──────── EXCERPTED PASSAGE

Joysticks of a different sort
It was one of those days that can go either way. Not quite
cold enough to rule out biking but not quite enough snow
to do any serious skiing, we were faced with deciding whether
to say goodbye to summer or hello to winter. The decision-making
process did not take long. Given the fleeting nature of
winter in recent years, we decided to seize the snowy season
while it was here.
Of course, being rookie parents, we knew we were taking a
risk - mostly that by the time we got ourselves and our offspring out the door, there was a good
chance the January thaw would be well under way. See, it is one thing to prepare oneself for an
outdoor outing. It is something completely different to do so for a fidgety midget who has a keen
dislike for clothes and views the baby backpack as an infant straightjacket. Furthermore, I'm
pretty sure it is written somewhere that the size of a being is conversely proportional to the
amount of gear needed for said being. Add to this my own personal ineptitude, which includes at
least 30 minutes searching for where I left my ski bibs at the end of last season (hanging up in
the closet) and no less than two clothing changes (accompanied by inquiries to my husband as to
whether he thinks I'll be too hot or too cold), and a simple family cross country outing turns
into an epic journey of Everest proportions.
So, the fact that we left the house a mere three hours -
and two snowsuits, three diapers, four pairs of socks, five hats, five pairs of gloves, one pair
of mittens, two backpacks, two sets of skis, three water bottles, four boots, two booties, one
dog, and multiple layers of fleece later - is quite commendable in my view.

────────────────

## [AIM OF THE TASK]
Rewrite the passage about the family ski outing starting at "So, the fact" and ending at "in my view.", with "fleece" changed to "wool".

──────── RECORDS SHOWN

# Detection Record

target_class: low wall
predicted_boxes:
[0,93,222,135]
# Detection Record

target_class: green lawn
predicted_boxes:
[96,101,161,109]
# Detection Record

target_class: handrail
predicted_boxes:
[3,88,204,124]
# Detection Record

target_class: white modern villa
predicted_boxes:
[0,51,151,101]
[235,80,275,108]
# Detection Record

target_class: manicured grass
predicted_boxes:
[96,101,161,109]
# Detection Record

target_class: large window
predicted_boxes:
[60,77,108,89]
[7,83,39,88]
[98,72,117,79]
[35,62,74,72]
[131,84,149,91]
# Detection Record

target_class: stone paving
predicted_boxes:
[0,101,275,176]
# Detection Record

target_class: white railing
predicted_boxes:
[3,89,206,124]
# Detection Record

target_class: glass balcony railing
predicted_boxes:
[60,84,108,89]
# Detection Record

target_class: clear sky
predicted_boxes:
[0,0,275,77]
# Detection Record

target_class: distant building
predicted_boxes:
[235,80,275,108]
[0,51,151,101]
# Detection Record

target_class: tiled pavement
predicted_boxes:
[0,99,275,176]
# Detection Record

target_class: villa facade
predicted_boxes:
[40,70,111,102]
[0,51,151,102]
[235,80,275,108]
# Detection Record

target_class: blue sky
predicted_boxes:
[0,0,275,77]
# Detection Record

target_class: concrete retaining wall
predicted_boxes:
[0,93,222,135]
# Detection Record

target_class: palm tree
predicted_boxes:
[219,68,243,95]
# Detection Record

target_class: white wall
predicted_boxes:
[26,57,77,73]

────────────────

## [RESPONSE BELOW]
So, the fact that we left the house a mere three hours -
and two snowsuits, three diapers, four pairs of socks, five hats, five pairs of gloves, one pair
of mittens, two backpacks, two sets of skis, three water bottles, four boots, two booties, one
dog, and multiple layers of wool later - is quite commendable in my view.